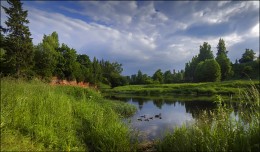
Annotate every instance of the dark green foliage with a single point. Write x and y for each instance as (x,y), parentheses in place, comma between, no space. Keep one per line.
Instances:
(246,70)
(205,52)
(190,69)
(158,76)
(18,58)
(248,56)
(168,77)
(208,71)
(46,55)
(223,60)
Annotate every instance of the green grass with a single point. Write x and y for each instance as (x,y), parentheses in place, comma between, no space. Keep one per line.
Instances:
(36,116)
(209,88)
(219,130)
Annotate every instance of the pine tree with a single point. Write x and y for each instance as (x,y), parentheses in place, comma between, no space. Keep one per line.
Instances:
(19,47)
(223,60)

────────────────

> _EXERCISE_: Write out the records above in full and exactly, with no pictures.

> _ANSWER BELOW_:
Annotate every instance of the dark green foliage with a single point. Write x and y for each instance as (x,y), parentheses in place, comma between, no space. Keep one per line.
Instances:
(246,70)
(205,52)
(190,69)
(158,76)
(18,58)
(248,56)
(168,77)
(208,71)
(46,55)
(223,60)
Annotate every instance of the green grass with a single point. Write x and y for each instance as (x,y), parentheses in place, comma between, no space. Keep one per line.
Instances:
(36,116)
(209,88)
(219,130)
Annotate every instance of the pine tree with a single point. Write x and y for each instance as (x,y), parentheses in place, comma between, no space. Keep one per line.
Instances:
(19,47)
(223,60)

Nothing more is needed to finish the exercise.